** PAGE TEXT **

Marx’s suggestion, nonetheless, was that to be free involves being free to do work that is not alienating, by means of which one becomes what he thought was increasingly unlikely under capitalism, a self-actualising subject. The French philosopher Simone Weil (no relation to the founders of the Frankfurt School) argued that there must be more to human liberation than this in her essay Oppression and Liberty,43 published in the same year, 1934, as Horkheimer published Dämmerung, in which he attacked Marx’s conception of labour.

For Simone Weil, human relations must not be conflated with labour and work: the latter are merely instrumental since they involve relations of a subject to an object. For her, human interactions need to be revolutionised as much as productive forces and production relations if humans are truly to be free. Weil’s thoughts were to prove important to one later Frankfurt School thinker, Jürgen Habermas, who wrote: ‘Liberation from hunger and misery does not necessarily converge with liberation from servitude and degradation; there is no automatic developmental relation between labour and interaction.’44 That distinction between work and interaction runs through Habermas’s monumental 1981 book The Theory of Communicative Action, in which he systematically argues for liberation from servitude and degradation not through revolutionising productive labour, but through interaction.

Axel Honneth, who was to succeed Habermas as director of the Institute, argued that the degradation of work in Taylorite production processes prompted the Frankfurt School thinkers to abandon the Marxist notion of work as self-fulfilment. But they replaced it with something else: arguably, rather than making a fetish of industrial labour, one might expect the Frankfurt School to fetishise communication, which could be construed not as an alternative to productive labour but as the form of productive labour to which they were temperamentally suited. As William Outhwaite notes in his book about Habermas, ‘this might seem a welcome exercise in demythologisation on the part of people whose preferred form of work involves reading and, from time to time, speaking and writing’45 – people, no doubt, such as armchair Marxist philosophers and social theorists. For them, and indeed for many of us now in the overwhelmingly post-industrial west, work is interaction, and one of the pleasures of being human as well as one of the conditions of human dignity is that we can freely converse. (The other alternative is that communicative action is a professor’s dream of what revolutionising degraded humanity involves, and one that not many outside the academy share.) The Taylorised form of labour the Frankfurt School excoriated has been massively outsourced to other parts of the world where workers can be more readily exploited – a fact that, as Henryk Grossman would have pointed out were he still alive, helps capitalism to defer its demise.

Habermas’s utopia, wherein human relations are revolutionised through uncoerced reasoned discussion, is akin to the delight Adam takes in ‘Reason in the Garden of Eden’ imagined by Milton:

Yet not so strictly hath our Lord impos’d

Labour, as to debarr us when we need

Refreshment, whether food, or talk between,

Food of the mind, or this sweet intercourse

Of looks and smiles, for smiles from Reason flow,

To brute deni’d, and are of Love the food,

Love not the lowest end of human life.

For not to irksom toile, but to delight

He made us, and delight to Reason joyn’d.46

Paradise on Earth. But, instead of paradise, at the end of the 1920s western industrial societies were in hell. Walter Benjamin thought as much when he sat at his desk in the Bibliothèque Nationale working on The Arcades Project; so too did his friend Bertolt Brecht as he wrote a Marxist opera with Kurt Weill. As we will see in the next chapter, what Brecht and Weill dramatised on stage was not the traditional Marxist hell of exploitative production relations, but one of unfettered consumerism. Instead of a gigantic workhouse, capitalism seemed to be reconfiguring the world as a gigantic shopping mall, where every taste, no matter how base or grubby, could be fulfilled – if you could afford the price.

At the start of the 1930s, Brecht’s vision of that hell was to prove influential to the Frankfurt School as they diagnosed what had gone wrong with modern society, and why the revolution had not happened.

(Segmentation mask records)
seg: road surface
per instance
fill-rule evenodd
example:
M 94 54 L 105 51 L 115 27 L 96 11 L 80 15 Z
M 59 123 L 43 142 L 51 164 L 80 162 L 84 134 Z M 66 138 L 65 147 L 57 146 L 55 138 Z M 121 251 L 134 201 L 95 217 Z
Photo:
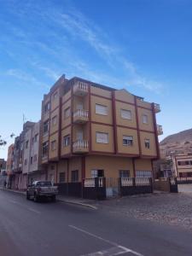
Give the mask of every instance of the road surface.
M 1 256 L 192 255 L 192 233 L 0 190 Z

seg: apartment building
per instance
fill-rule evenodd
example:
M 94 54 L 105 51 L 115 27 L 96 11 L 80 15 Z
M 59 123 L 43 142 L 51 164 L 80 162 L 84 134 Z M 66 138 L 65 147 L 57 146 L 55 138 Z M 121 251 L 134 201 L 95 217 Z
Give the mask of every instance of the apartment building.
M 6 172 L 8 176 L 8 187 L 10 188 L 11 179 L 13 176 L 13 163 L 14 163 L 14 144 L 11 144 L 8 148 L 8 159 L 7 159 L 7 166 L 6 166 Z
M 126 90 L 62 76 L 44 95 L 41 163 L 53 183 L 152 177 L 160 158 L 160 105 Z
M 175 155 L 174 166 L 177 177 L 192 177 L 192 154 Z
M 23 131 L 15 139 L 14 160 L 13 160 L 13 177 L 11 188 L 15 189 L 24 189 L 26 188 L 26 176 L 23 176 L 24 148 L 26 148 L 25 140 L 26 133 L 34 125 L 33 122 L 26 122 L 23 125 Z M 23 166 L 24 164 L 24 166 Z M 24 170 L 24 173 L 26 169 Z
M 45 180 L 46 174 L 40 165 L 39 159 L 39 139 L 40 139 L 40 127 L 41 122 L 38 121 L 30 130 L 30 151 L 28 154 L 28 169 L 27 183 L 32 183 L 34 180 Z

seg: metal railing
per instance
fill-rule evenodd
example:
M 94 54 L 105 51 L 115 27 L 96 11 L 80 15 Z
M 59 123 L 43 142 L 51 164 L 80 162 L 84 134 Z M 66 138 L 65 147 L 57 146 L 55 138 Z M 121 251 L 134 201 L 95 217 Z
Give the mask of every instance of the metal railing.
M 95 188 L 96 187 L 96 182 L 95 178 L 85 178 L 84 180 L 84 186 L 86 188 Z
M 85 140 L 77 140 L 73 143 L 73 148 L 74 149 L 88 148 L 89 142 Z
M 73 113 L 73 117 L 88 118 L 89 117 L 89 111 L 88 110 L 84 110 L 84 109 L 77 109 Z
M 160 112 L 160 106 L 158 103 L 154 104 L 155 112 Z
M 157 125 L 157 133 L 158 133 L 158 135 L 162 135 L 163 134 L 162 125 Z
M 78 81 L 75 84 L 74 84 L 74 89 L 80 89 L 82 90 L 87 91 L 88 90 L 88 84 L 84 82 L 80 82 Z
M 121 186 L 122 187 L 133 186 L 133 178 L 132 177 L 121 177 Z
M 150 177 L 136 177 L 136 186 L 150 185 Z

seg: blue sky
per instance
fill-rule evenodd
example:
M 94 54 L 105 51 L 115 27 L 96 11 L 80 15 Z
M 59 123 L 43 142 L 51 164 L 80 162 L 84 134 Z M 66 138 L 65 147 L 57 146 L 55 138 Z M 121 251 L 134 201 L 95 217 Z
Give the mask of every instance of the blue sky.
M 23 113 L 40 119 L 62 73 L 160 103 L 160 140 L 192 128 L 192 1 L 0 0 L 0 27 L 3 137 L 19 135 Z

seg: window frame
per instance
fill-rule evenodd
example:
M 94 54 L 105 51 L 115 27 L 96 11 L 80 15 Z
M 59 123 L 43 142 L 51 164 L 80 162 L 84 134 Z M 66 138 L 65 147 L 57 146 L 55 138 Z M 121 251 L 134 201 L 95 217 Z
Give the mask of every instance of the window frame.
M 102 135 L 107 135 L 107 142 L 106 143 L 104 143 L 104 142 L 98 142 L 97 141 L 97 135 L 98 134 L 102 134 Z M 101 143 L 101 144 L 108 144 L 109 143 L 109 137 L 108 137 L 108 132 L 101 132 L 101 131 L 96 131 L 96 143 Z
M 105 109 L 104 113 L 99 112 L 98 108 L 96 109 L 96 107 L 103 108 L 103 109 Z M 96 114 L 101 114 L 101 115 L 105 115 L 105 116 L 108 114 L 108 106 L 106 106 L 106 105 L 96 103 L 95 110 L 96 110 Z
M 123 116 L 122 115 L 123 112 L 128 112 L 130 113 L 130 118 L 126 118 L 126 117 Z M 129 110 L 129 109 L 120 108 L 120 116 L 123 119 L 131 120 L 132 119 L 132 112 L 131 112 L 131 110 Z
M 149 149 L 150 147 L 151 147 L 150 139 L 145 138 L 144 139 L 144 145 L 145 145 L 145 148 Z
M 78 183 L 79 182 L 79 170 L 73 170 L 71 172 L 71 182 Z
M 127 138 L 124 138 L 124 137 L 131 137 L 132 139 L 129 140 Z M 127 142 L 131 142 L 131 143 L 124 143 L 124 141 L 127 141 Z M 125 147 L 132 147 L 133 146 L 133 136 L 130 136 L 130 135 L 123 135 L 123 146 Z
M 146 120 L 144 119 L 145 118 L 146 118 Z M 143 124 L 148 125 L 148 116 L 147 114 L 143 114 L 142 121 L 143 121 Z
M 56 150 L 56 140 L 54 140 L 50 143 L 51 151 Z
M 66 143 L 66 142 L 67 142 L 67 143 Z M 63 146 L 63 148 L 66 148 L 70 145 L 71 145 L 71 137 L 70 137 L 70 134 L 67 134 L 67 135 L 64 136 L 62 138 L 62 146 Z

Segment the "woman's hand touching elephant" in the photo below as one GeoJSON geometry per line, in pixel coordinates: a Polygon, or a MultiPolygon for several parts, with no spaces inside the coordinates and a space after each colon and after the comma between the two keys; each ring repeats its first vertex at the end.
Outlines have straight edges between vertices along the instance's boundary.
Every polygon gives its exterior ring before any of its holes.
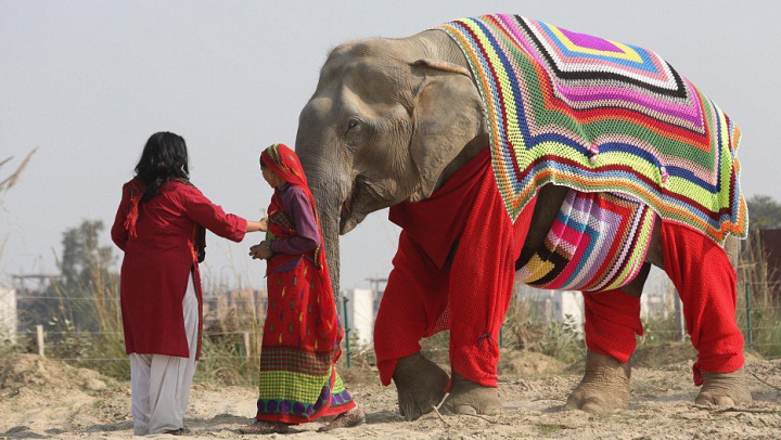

** YOUR ASSIGNMENT **
In the passage on the Frankfurt School, who was to succeed Habermas as director of the Institute? Rely solely on the passage on the Frankfurt School.

** THE ANSWER **
Axel Honneth